#### 取り組む課題:
a. 蜂産品についての抜粋文によると、プロポリスに含まれるヤニ類の割合は何%ですか。
b. 蜂産品についての抜粋文を、最後の文のあとから書き継いでください。

蜂産品
ハチミツ
種類によって異なるが、平均的にみると、主成分は水分20%、ブドウ糖35%、果糖40%、ショ糖数%である。ブドウ糖と果糖は、砂糖などのように吸収するため、体内で分解する必要がなく直ちに吸収され、体の衰弱した病人などには良いと言われている。
微量成分としては、無機質として鉄、ナトリウム、カリウムなど、酵素としてジアスターゼ、その他アミノ酸、ビタミンB1、B2、パントテン酸なども含まれている。蜂蜜は、このような栄養的価値を含む食品というほか、殺菌、消炎、造血、細胞賦活性などについて研究が進められ、その効果が期待されている。
プロポリス
プロポリスは植物が主に芽を保護するために分泌する滲出物を蜜蜂が集め、巣の補強材として巣枠や巣箱の隙間に充填するものを採集したものである。成分としては、ヤニ類55%、ロウ類30%、油性物資10%、花粉5%が含まれており、殺菌力が強く、細菌やウィルスを防ぐ効果を持つ。また、フラボノイドをはじめとする植物起源の天然物を多く含んでおり、最近ではガンの特効薬として大変注目されている。さらに、プロポリスは活性酸素の抑制にも効果があると考えられている。活性酸素とは身体の細胞、組織を構成しているタンパク質、脂質、糖、核酸などいろいろなものと反応しやすくなった酸素のことで、糖尿病、動脈硬化、脳血管障害(脳卒中)、老人性痴呆などの病気の一要因とも考えられ、この活性酸素の抑制にも効果があると言われている。
プロポリスは、最近では健康食品として幅広く用いられ、ストレス、風邪、鼻炎、花粉症などの症状が気になる人に適している。

#### データ項目:

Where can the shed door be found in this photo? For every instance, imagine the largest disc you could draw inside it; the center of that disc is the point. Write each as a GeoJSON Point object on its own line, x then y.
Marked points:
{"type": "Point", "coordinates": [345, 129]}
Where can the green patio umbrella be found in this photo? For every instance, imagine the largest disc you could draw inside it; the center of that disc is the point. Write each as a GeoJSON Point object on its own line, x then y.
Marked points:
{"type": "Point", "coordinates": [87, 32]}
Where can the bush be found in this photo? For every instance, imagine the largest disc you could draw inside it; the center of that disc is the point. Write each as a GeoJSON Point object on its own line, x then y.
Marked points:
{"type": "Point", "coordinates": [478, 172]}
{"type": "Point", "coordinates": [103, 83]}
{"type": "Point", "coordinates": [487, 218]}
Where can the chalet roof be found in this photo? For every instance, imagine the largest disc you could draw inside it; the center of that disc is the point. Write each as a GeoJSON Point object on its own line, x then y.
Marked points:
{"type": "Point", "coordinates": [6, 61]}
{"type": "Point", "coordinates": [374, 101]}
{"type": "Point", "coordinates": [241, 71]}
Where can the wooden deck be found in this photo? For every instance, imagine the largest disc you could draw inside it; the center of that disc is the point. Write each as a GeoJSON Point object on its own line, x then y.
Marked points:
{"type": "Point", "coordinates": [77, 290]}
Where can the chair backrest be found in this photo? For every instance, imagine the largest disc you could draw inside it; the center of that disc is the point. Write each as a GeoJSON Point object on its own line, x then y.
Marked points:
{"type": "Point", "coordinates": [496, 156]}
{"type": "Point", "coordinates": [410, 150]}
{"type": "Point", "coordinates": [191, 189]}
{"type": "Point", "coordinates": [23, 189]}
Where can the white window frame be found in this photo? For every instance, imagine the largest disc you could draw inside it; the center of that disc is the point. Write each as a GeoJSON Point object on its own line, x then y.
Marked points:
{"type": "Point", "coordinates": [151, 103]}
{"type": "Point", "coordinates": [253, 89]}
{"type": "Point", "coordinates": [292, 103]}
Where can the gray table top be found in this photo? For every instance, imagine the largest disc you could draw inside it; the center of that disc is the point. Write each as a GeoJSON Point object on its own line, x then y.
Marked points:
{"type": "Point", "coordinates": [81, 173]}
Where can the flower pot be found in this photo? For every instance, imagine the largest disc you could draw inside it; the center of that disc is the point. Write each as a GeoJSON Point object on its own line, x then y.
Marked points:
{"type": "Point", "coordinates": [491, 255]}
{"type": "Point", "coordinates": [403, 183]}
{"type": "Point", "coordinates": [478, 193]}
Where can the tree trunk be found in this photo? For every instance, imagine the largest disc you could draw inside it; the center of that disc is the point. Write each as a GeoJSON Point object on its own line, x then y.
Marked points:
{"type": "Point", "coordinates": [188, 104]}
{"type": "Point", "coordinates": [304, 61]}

--

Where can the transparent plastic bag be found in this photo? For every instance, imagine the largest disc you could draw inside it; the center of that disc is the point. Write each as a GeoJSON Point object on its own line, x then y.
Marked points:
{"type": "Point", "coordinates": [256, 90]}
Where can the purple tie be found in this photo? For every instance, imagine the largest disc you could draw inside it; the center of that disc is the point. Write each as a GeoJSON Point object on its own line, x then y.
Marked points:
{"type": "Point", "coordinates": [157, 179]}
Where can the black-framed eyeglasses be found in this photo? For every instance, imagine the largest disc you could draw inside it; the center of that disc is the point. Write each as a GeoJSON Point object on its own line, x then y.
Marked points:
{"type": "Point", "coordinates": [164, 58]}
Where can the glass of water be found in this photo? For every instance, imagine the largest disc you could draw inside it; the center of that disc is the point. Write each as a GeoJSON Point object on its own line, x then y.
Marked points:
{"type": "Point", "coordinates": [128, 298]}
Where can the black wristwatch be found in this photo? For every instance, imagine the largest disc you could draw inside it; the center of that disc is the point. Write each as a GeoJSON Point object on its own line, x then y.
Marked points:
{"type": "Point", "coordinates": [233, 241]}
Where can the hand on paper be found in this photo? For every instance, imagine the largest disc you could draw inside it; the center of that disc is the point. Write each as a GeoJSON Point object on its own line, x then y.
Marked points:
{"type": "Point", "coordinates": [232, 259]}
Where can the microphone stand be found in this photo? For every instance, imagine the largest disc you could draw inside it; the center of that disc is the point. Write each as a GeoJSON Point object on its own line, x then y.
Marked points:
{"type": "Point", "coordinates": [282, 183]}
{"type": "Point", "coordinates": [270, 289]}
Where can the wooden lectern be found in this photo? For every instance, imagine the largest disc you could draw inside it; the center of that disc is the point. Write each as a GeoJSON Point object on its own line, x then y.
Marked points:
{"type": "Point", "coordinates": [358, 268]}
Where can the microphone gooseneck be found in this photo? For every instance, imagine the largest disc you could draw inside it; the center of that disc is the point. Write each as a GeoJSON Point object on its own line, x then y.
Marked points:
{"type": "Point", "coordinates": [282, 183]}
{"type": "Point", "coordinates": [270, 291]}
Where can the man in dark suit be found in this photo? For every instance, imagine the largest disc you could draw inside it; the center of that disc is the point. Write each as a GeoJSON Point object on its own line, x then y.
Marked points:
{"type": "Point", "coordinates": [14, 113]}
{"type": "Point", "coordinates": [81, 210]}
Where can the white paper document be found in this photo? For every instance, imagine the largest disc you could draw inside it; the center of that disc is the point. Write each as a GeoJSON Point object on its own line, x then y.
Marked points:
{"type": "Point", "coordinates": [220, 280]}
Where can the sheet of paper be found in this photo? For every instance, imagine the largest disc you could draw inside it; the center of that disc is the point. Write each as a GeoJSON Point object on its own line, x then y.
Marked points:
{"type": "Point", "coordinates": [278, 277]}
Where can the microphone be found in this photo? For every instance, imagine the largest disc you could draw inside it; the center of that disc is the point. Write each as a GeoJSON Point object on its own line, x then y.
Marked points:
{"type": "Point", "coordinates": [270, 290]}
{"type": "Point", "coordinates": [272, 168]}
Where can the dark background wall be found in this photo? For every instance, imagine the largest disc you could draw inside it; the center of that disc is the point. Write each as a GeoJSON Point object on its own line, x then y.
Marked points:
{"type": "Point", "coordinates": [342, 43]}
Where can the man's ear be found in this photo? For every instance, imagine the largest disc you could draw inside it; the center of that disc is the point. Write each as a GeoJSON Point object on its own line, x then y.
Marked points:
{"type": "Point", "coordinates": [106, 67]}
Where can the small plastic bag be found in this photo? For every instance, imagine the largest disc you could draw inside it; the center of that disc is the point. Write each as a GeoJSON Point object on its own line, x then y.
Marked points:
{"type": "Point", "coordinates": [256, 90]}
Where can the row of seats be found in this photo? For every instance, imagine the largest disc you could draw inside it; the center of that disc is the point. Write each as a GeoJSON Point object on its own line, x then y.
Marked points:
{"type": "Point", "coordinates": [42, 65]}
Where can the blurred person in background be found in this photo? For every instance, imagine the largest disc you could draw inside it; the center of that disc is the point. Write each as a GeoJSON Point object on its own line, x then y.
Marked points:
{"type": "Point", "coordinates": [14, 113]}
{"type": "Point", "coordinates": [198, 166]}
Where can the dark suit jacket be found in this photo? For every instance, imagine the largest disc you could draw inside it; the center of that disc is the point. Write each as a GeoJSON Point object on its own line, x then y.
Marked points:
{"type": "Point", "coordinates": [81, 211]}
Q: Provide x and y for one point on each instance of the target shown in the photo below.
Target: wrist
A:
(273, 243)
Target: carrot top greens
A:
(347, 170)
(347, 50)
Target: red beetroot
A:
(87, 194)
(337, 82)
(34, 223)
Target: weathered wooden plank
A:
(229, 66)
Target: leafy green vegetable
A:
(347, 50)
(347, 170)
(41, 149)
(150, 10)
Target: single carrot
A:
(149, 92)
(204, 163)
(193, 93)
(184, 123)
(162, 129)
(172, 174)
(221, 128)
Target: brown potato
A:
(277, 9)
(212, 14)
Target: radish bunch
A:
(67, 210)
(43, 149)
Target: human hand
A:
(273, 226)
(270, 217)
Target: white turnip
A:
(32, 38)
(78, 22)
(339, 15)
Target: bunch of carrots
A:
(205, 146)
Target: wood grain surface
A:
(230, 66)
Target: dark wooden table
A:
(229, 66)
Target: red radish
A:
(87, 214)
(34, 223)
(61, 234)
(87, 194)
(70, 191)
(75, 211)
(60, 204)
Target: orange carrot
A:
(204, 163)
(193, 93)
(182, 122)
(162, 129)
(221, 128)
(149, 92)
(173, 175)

#### 順番の解答:
a. 55%

b.
ロイヤルゼリー
蜜蜂が体内で合成、分泌するローヤルゼリーは、女王蜂の餌として大量に巣房の中に蓄えられるため、人工的に女王蜂の幼虫を養成することでその巣房に蓄えられたローヤルゼリーを集めることができる。成分は水分66%、糖質15%、タンパク質11%、脂質7%、ミネラル1%である。自然のローヤルゼリー中には女王蜂にとってはもちろん、人間の体内に欠かすことのできない必須アミノ酸をはじめ、各種のビタミン類やミネラルなどがバランスよく、しかも豊富に含まれている。中でも、10ヒドロオキシデセン酸はローヤルゼリーのみに存在し、ローヤルゼリー酸とも呼ばれ、品質判定の決め手とされている。また、アセチルコリンやパントテン酸が他の食品に比べて非常に多く含まれていることもローヤルゼリーの大きな特性である。
ローヤルゼリーは、人間の健康維持のために栄養補助食品として利用されており、市販されている商品は多種・多様であるが、大別すると生ローヤルゼリーと加工調整ローヤルゼリーの二つである。滋養強壮剤として用いられたり、健康食品として食用にされる他、保湿効果成分として化粧品類にも添加されている。中には、プロポリスや花粉を混合した食品も開発され、好評のようである。
ハチ花粉
花を訪れたミツバチは、雄しべより、あるいは体に付着した花粉を後ろ足にある花粉籠に団子状に詰め込み、巣に持ち帰ります。
色、形、大きさはそれぞれですが、これをもとに働き蜂はローヤルゼリーを作り、女王蜂は産卵するための原動力にします。
有効成分の含有率は、種類により異なりますが、一般的に栄養価は大で、高単位の各種アミノ酸(必須アミノ酸のすべてを含有)、各種ビタミン、各種ミネラル、酵素類、また、重量比率の過半に及ぶ、単糖類のブドウ糖、果糖、二糖類のショ糖、などが特筆されます。
商業的に利用される花粉は、シスタス、オレンジ、トウモロコシ、松、茶などで、人間の消化器系においては、強固な細胞膜を破壊または除去したものでなければ、消化吸収効率は低度ですが、今日では本来の有効成分に影響を与えずに細胞膜を処理した、吸収効率の優れた加工品が豊富に流通しています。
ミツバチ毒
蜂針療法は、西洋ミツバチの蜂針を使用する療法です。有効だと考えられる疾患として、風邪からガンまで、数限りない報告があります。
この療法の歴史は古く、紀元前2000年頃の古代エジプト人やバビロニア人も利用したと言われていますし、紀元前460〜181年頃になると、ヒポクラテスやガレーヌスが蜂毒の効果を記述しています。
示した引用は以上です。